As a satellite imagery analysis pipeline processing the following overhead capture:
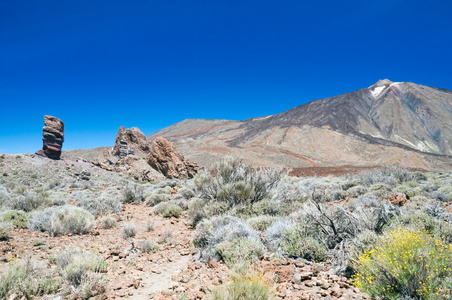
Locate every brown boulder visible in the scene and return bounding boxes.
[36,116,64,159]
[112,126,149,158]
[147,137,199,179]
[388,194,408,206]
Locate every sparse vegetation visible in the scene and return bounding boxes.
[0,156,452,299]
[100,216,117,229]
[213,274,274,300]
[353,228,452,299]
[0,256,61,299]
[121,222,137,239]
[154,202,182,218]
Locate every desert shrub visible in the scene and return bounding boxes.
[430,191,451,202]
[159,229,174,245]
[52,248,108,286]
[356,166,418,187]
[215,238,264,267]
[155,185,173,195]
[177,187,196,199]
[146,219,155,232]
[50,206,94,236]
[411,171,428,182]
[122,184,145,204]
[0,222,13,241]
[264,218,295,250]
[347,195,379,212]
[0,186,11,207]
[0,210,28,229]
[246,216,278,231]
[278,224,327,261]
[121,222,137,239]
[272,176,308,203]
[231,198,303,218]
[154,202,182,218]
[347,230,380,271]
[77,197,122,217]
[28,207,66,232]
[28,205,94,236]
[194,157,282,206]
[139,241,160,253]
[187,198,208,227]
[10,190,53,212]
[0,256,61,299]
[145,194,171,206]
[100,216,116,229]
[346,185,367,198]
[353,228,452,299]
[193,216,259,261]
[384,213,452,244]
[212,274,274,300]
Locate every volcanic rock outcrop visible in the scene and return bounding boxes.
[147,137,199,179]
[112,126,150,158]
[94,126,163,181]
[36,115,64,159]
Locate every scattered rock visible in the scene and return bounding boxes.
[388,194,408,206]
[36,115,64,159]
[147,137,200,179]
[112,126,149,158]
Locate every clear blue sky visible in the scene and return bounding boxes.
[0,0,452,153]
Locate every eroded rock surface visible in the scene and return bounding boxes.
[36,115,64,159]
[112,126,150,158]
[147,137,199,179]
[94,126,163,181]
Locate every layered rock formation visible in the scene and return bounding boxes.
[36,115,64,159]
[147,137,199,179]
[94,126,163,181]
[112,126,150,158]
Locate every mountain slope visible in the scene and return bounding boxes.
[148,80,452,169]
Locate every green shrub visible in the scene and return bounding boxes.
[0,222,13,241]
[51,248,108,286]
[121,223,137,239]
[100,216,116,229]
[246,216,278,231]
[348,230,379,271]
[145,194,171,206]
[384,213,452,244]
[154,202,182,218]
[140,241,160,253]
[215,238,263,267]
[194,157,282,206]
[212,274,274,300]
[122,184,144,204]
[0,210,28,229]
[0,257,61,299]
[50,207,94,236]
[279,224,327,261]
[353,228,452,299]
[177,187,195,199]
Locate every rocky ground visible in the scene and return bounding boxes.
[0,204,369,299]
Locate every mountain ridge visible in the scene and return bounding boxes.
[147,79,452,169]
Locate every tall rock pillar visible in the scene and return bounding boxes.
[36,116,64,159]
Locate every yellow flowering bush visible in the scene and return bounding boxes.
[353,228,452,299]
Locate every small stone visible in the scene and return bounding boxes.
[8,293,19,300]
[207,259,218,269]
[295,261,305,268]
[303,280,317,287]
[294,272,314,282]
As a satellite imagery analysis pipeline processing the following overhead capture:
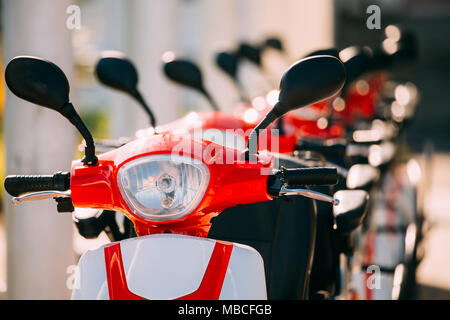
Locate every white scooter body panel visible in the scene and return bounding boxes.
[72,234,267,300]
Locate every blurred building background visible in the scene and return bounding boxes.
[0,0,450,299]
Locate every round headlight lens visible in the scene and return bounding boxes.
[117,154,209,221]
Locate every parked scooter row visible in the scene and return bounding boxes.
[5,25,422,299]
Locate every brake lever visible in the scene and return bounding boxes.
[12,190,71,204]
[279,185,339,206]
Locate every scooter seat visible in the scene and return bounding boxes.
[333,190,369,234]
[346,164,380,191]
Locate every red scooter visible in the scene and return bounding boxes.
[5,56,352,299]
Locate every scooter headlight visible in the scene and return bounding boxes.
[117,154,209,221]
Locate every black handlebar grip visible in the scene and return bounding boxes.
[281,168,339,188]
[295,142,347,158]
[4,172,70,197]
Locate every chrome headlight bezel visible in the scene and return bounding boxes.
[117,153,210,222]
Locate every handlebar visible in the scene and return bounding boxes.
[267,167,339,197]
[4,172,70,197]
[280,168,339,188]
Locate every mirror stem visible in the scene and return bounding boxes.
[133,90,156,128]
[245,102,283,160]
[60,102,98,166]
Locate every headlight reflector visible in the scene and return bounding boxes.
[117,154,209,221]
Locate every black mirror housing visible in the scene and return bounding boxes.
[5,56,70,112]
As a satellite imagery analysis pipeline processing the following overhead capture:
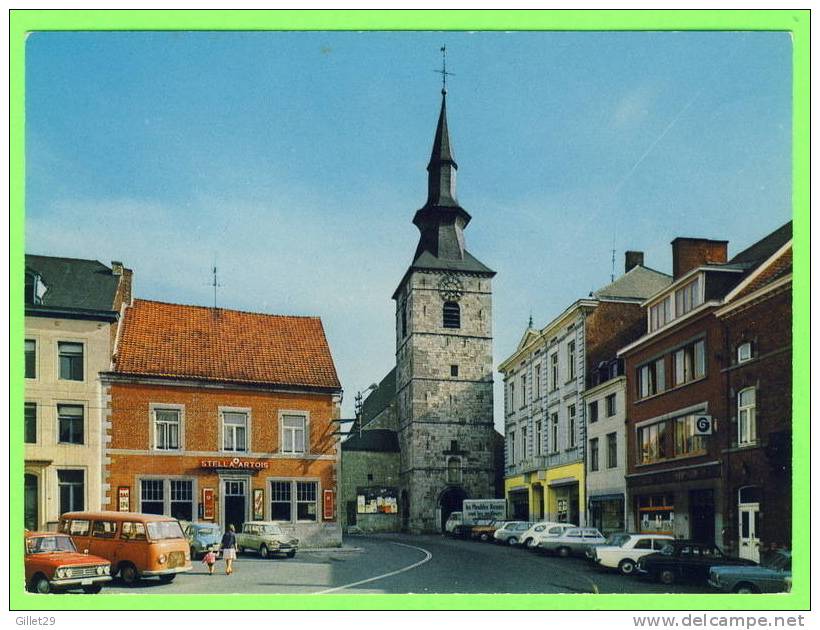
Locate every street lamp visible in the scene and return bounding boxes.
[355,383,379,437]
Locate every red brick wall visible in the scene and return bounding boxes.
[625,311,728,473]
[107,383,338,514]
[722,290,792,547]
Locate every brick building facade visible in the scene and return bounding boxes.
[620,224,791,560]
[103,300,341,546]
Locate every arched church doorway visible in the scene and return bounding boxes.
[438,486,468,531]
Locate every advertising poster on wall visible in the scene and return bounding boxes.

+--

# [Exercise aim]
Turn the listing above into a numbered list, one line per item, skipping any blank lines and leaving out the pictures.

# [Result of the task]
1. As a satellite imagery analysis pipeline processing the following overhead capture:
2. Locate every brown boulder visible in the scene and return bounding boxes.
3. [36,116,64,159]
4. [112,126,149,158]
5. [147,137,199,179]
6. [388,194,408,206]
7. Locate every sparse vegetation visible in the scene and return bounding boxes.
8. [0,156,452,299]
9. [100,216,117,229]
10. [213,274,274,300]
11. [353,228,452,299]
12. [0,256,61,299]
13. [121,222,137,239]
14. [154,202,182,218]
15. Locate every desert shrub visible in the scene and return bounding boxes.
16. [430,191,451,202]
17. [159,229,174,245]
18. [52,248,108,286]
19. [356,166,418,187]
20. [215,238,264,267]
21. [155,185,173,195]
22. [177,187,196,199]
23. [146,219,155,232]
24. [50,206,94,236]
25. [411,171,428,182]
26. [122,184,145,204]
27. [0,222,13,241]
28. [264,218,295,250]
29. [347,195,379,212]
30. [0,186,11,207]
31. [0,210,28,229]
32. [246,216,278,231]
33. [278,224,327,261]
34. [121,222,137,239]
35. [272,176,308,203]
36. [231,198,303,218]
37. [154,202,182,218]
38. [347,230,380,271]
39. [77,197,122,217]
40. [28,207,66,232]
41. [28,205,94,236]
42. [194,157,282,206]
43. [139,241,160,253]
44. [187,198,208,227]
45. [10,190,53,212]
46. [0,256,61,299]
47. [145,194,171,206]
48. [100,216,116,229]
49. [346,185,367,198]
50. [353,228,452,299]
51. [193,216,259,261]
52. [384,213,452,244]
53. [212,274,274,300]
54. Locate every volcanic rock outcrop visible in the scene and return bounding boxes.
55. [147,137,199,179]
56. [112,126,150,158]
57. [94,126,163,181]
58. [36,115,64,159]
59. Locate every scattered rock visible in the scene and return bounding boxes.
60. [388,194,408,206]
61. [36,115,64,159]
62. [147,137,200,179]
63. [112,126,149,158]
64. Locate every clear blue sky visible in the scene and return bounding boxes.
65. [0,0,452,153]
66. Locate every eroded rock surface visible in the scene and return bounding boxes.
67. [36,115,64,159]
68. [112,126,150,158]
69. [147,137,199,179]
70. [94,126,163,181]
71. Locate every layered rock formation visible in the scene and return bounding boxes.
72. [36,115,64,159]
73. [147,137,199,179]
74. [94,126,163,181]
75. [112,126,150,158]
76. Locate every mountain slope visible in the scene and return bounding boxes.
77. [148,80,452,169]
78. Locate every green shrub visible in the scene and return bounding boxes.
79. [0,222,13,241]
80. [51,248,108,286]
81. [121,223,137,239]
82. [100,216,116,229]
83. [246,216,278,231]
84. [348,230,379,271]
85. [145,194,171,206]
86. [384,213,452,244]
87. [154,202,182,218]
88. [140,241,160,253]
89. [215,238,263,267]
90. [194,157,282,206]
91. [212,274,274,300]
92. [122,184,144,204]
93. [0,210,28,229]
94. [0,257,61,299]
95. [50,207,94,236]
96. [279,224,327,261]
97. [353,228,452,299]
98. [177,187,195,199]
99. Locate every rocky ground visible in the scene and return bounding boxes.
100. [0,204,369,299]
101. Locate every mountain ridge visible in the scene and return bounding boxes.
102. [147,79,452,169]
103. Locate every tall rock pillar visible in the scene and return bounding boxes.
104. [36,116,64,159]
105. Locate every yellow flowering bush visible in the scene and return bounding boxes.
106. [353,228,452,299]
107. Locate every small stone visible in the scene and return bounding boxes.
108. [8,293,19,300]
109. [207,259,218,269]
110. [295,261,305,268]
111. [303,280,317,287]
112. [294,272,314,282]
113. As a satellite imagery analysis pipeline processing the following overhead capture:
114. Locate every white scooter body panel visible in the scene and return bounding boxes.
115. [72,234,267,300]
116. Locate every blurred building background visible in the scene and return bounding boxes.
117. [0,0,450,299]
118. Locate every round headlight lens visible in the scene and return bounding boxes.
119. [117,154,209,221]
120. Locate every parked scooter row visible in the scene and return bounding boxes.
121. [5,25,422,299]
122. Locate every brake lever visible in the scene and return bounding boxes.
123. [12,190,71,204]
124. [279,185,339,206]
125. Locate every scooter seat visible in the scene and return bounding boxes.
126. [333,190,369,234]
127. [346,164,380,191]
128. Locate every red scooter visible in the scene and return bounding boxes.
129. [5,56,352,299]
130. Locate every scooter headlight visible in the scene and return bounding boxes.
131. [117,154,209,221]
132. Locate every black handlebar grip visible in the scene and return bounding boxes.
133. [281,168,339,188]
134. [295,142,347,158]
135. [4,172,70,197]
136. Locate every chrome headlight bezel visible in the scene and return bounding boxes.
137. [117,153,210,222]
138. Locate every handlebar visible in the scene and return bounding boxes.
139. [267,167,339,197]
140. [4,172,70,197]
141. [280,168,339,188]
142. Locate every mirror stem visible in the scene and return bounding boxes.
143. [133,90,156,128]
144. [245,102,283,160]
145. [60,102,98,166]
146. Locate every headlight reflector visible in the scene and return bounding boxes.
147. [117,154,209,221]
148. Locate every black mirror housing visible in the scene and return bounding boxes.
149. [5,56,70,112]
150. As a satellite imagery analysis pipeline processing the following overhead capture:
151. Locate every street lamp visible in the scene and return bounding boxes.
152. [355,383,379,437]
153. Locate every red brick wall visible in the scene and return bounding boxes.
154. [625,311,728,473]
155. [107,383,338,514]
156. [722,290,792,547]
157. Locate every brick building facade visible in the scene and return bounding boxes.
158. [620,224,791,560]
159. [103,300,341,546]
160. Locate every arched church doorway visible in the scene and return bounding boxes.
161. [438,486,468,531]
162. Locate every advertising poster on wall visible in the scene and return bounding boxes.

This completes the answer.